__Task goal__
Drop the pictures from the entries below, then reproduce the rest exactly.

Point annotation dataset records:
********************

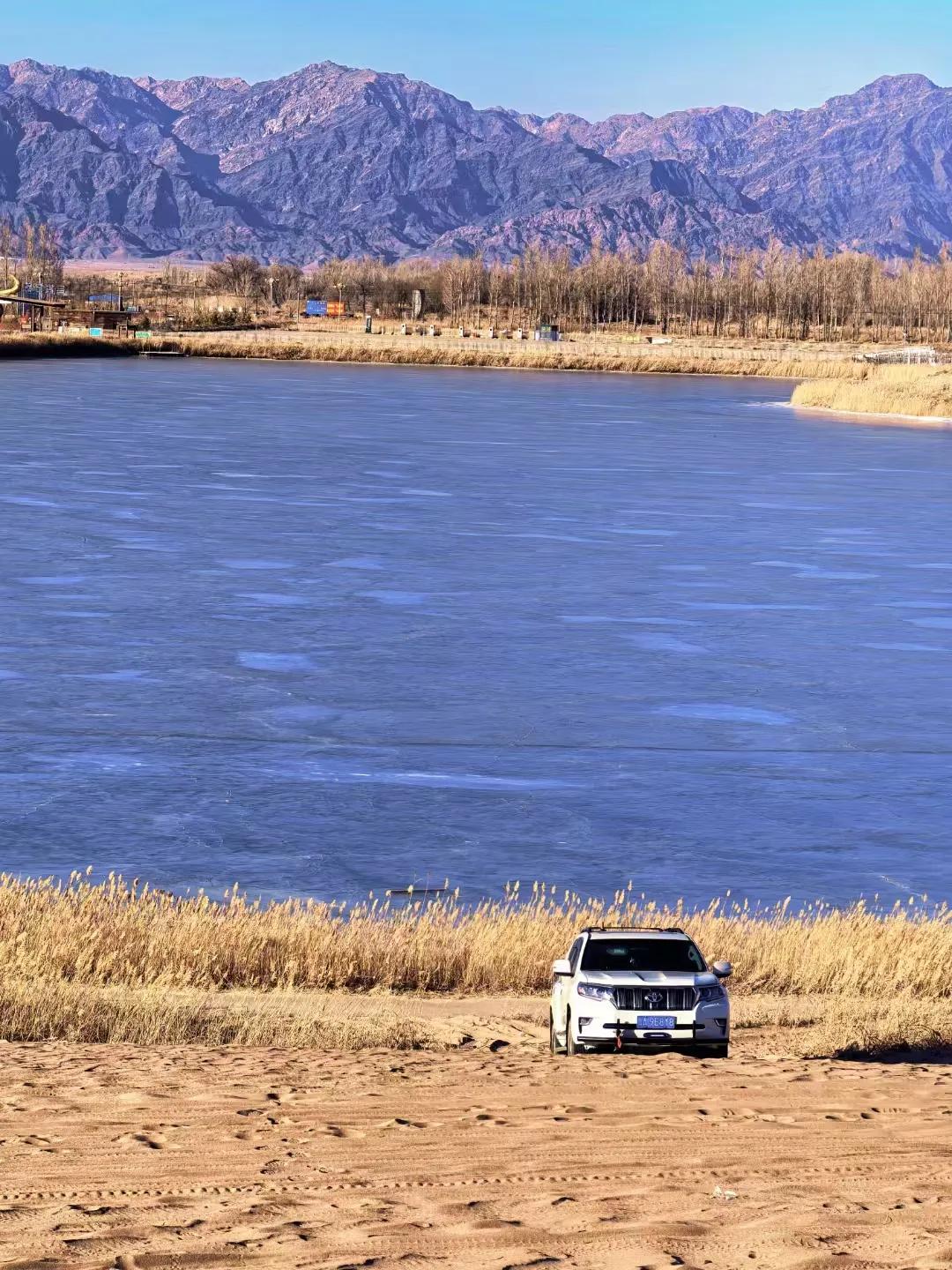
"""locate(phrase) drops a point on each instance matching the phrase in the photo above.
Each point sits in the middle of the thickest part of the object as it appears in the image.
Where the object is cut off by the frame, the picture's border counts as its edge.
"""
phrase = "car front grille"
(671, 998)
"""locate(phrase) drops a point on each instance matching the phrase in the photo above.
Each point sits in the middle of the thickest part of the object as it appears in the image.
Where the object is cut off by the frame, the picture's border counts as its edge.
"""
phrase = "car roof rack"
(664, 930)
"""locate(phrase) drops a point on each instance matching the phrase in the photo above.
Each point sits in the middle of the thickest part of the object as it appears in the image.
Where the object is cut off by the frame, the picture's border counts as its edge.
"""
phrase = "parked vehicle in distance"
(639, 989)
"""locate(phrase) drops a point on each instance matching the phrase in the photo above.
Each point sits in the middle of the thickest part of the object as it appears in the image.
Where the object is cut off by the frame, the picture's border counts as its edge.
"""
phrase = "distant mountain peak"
(339, 161)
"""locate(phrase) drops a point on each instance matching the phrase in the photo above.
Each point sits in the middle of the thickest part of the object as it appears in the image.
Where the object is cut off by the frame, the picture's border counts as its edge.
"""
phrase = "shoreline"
(940, 422)
(522, 357)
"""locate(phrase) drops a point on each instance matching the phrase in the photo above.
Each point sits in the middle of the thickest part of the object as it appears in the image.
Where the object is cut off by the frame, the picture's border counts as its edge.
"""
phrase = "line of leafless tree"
(773, 294)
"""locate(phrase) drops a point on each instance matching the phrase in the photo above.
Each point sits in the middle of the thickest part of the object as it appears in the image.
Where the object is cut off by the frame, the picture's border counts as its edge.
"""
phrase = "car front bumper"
(597, 1024)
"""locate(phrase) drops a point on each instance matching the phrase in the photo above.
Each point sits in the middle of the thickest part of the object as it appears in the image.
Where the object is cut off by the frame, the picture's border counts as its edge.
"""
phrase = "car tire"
(570, 1047)
(554, 1047)
(721, 1050)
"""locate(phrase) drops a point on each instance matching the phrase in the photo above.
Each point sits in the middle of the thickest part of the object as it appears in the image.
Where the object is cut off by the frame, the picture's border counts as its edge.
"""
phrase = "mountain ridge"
(337, 161)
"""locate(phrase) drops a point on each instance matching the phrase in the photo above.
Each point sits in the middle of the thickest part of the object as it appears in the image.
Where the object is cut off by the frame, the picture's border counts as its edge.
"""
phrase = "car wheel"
(721, 1050)
(554, 1047)
(570, 1047)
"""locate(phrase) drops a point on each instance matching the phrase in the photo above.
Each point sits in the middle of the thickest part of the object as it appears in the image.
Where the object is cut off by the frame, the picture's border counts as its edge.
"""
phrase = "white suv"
(639, 989)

********************

__Solution to the problem__
"""locate(phrase) drops a point on each instance matching the phrase in the photo above.
Each point sits in the middle of the thickest part of the object as it appears in the image.
Where the object is cut off by the frame, the picture's border counts as its edge.
"""
phrase = "car front grille"
(671, 998)
"""locate(phrase) drops a point on each instance matching the phrase in the photo above.
Each point sits in the middle of the thickest part of the object as it appears in the image.
Where the object is cut off by the frame, the picture's border counts as its edge.
"""
phrase = "car roof rack"
(664, 930)
"""locate(phrase) drops a point on each instance matching the phrase in the photo above.
Each point sits in the middle of the thickest part of the object as it appears in the image.
Where the object is cut off by the frame, the picture's border counts as its edge.
"""
phrase = "parked vehicle in distance"
(639, 989)
"""locate(phrase) drops a point on each instance matching the phrase in the photo above.
Each point sits in the middle of the thickest part of the object as it appears in the image.
Where the object is cut off by the frame, the picture's border counts as its edge.
"""
phrase = "distant mountain peak"
(339, 161)
"""locate(phrase) drops a point on each instance matching the phrase in the photo above.
Each point sits in the middle of the thickest part of the object as it appears in the image.
Where the object is cut off by the frame, the picture's border counts as its edge.
"""
phrase = "shoreline"
(940, 422)
(522, 357)
"""locate(phrase) drops a point on each instance matching the phrase in the photo above.
Each point sits in the middle of the thickest part of the object as it appears in the image.
Where the object is cut off by the frame, the picture's border counts as its edge.
"""
phrase = "line of leafless tree"
(773, 294)
"""locate(phrase) drops a point on each instance matching the phrase in the photo above.
Each point sits in the middle of the thickest part of the object as it appears in the image.
Where the object is cut off by the frame, the picture's border counts as its edge.
"""
phrase = "car front bumper"
(597, 1024)
"""locate(phrase) drops a point on each instance matching the phrase in the photo above.
Each point sits in the middle of the thickest part of the object as it appears in the image.
Where the object is cut off by the frame, the picture's border counts as its edge.
"""
phrase = "car tire"
(570, 1047)
(554, 1047)
(721, 1050)
"""locate(phrase) drops a point on each instance matching the phrase in the photo above.
Each point sits in the middle of the thickest part of the object as it appears in the image.
Where the object is cut off by the frame, the picture's border counts as its edge.
"""
phrase = "mountain ridge"
(337, 161)
"""locate(phrase) drops a point on each instance matching the phrase in the photo above.
Each point sits in the middle of the thickest part of the object as it appears in the image.
Where the object is cut off by the frame, the picture's border counts as its edge.
"""
phrase = "car wheel"
(721, 1050)
(554, 1047)
(570, 1047)
"""locate(phrase) drops a point on each instance matching the phrase in the photo above.
Each point sits in the middle of the thickest part of the object as it appears in the image.
Where the object is cut off by the frame, the picture's border counts as its edge.
"""
phrase = "white suv"
(639, 989)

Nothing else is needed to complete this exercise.